The first step in writing such software is to capture the raw signals. You write a program to capture the on/off pulses from the 433MHz receiver module. Here is an example:
Trace for a remote control "on" signal from handset number 0x31337, page 1 button 1 (click to enlarge)
Having captured a few traces of this sort, it becomes clear that (1) the same code is always sent by the same button on the same remote, and (2) the signal is divided into four basic parts:
  1. Preamble (the same for all remotes),
  2. Remote identifier ("unique" code for each remote),
  3. Command (e.g. on/off),
  4. Button identifier.
The entire code may be represented as a 32-bit number. The preamble is 4 bits, the identifier is 20 bits, the command is 4 bits, and the button identifier is 4 bits. A high bit (logic 1) is sent by:
  1. transmitting a signal for 220 microseconds,
  2. a space for 1330 microseconds,
  3. a signal for 220 microseconds,
  4. a space for 320 microseconds.
A low bit (logic 0) bit is sent by swapping steps (2) and (4), so the short space comes before the long space.

There are two subtleties. Firstly, the first bit of the preamble follows a "start" bit (220 microseconds high) and a "start" space (2700 microseconds). Secondly, the gap between the end of one code and the start of the next should be 10270 microseconds. It seems to be important to send each code more than once. (The receiver apparently waits for two or more matching codes before taking action.)

-.-.-

§ **What you need to do**:
[1] In the passage on 433MHz remote control signals, how long should the gap be between the end of one code and the start of the next?
[2] In the passage on 433MHz remote control signals, turn the paragraph beginning "There are two subtleties" into a short bulleted list that keeps its main facts.
[3] Carry on the passage about decoding 433MHz remote control signals, starting after its final sentence.

§ **Records supplied**:
-.-.-

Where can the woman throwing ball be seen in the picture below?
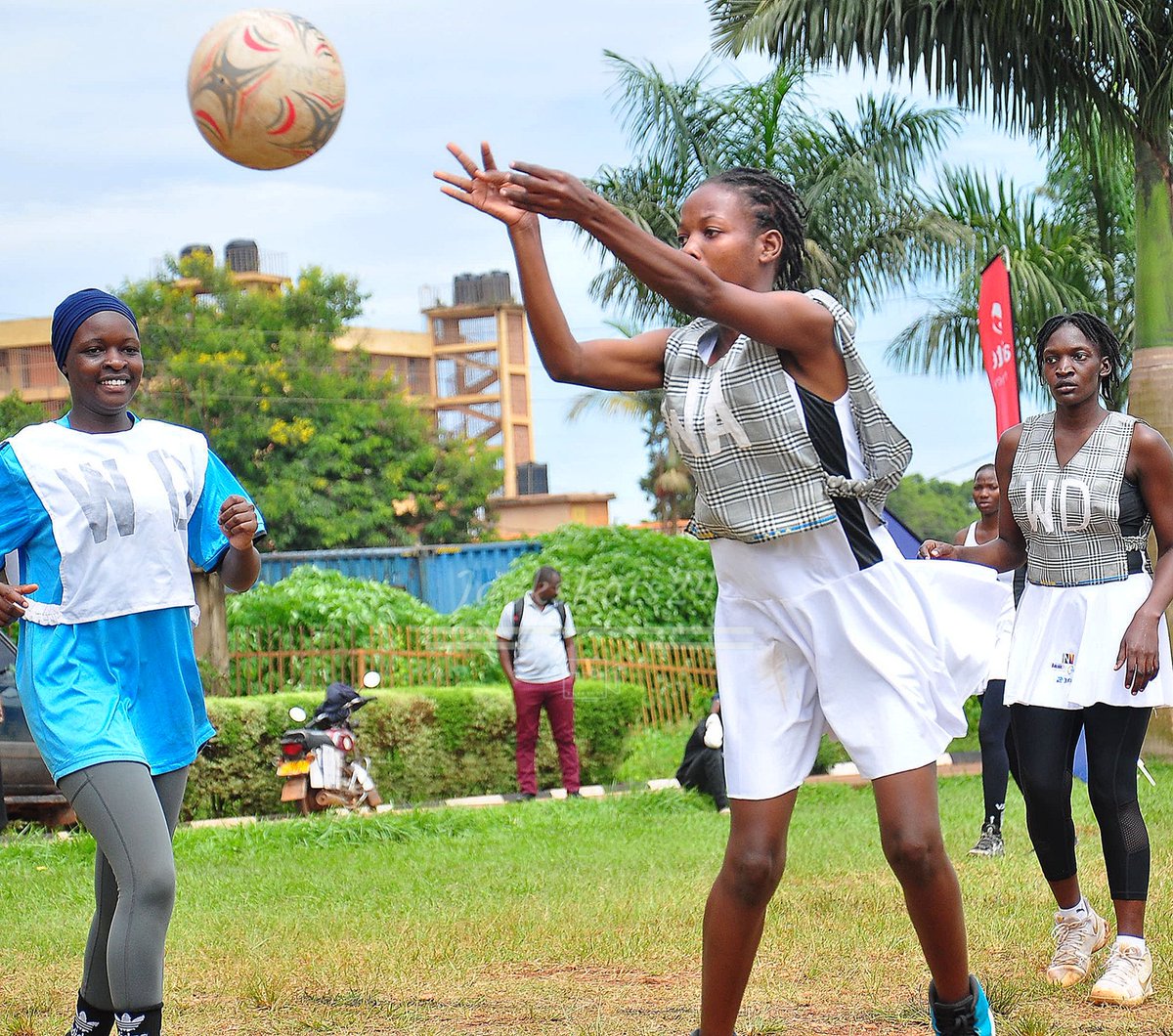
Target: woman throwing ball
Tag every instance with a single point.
(1090, 648)
(105, 510)
(793, 456)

-.-.-

§ **Per-task answers**:
[1] 10270 microseconds.

[2]
- The first preamble bit follows a start bit (220 microseconds high) and a start space (2700 microseconds).
- The gap between one code's end and the next code's start should be 10270 microseconds.
- Each code should be sent more than once, since the receiver apparently waits for two or more matching codes before acting.

[3]
Generally, a microcontroller is a great platform for any embedded system application requiring precise timing, and the business of sending and receiving Home Easy codes certainly requires this. There is some tolerance for imprecision, but not much. The pulses must have timing similar to that shown above. Too long or too short, and the message will not get through.

In other words, it's real-time! And it's a great example of the (trivial) solution to many problems in real-time computing, namely "use a microcontroller".

My Arduino program (here) makes use of the "micros()" library function to sample a microsecond-resolution clock. It uses this clock to determine when to change the state of an output pin in order to send a specific 32-bit Home Easy code. Using this, I was able to (1) discover the remote identifiers for all the remotes in my house, and (2) control any of my Home Easy sockets from my PC.

But the next step did not go so well. I had intended to simply plug the Arduino straight into the RPi via its USB port. That way, there is no need to change the RPi's configuration beyond running a new program to communicate with the Arduino. All of the time-critical sending and receiving work would be done on the microcontroller.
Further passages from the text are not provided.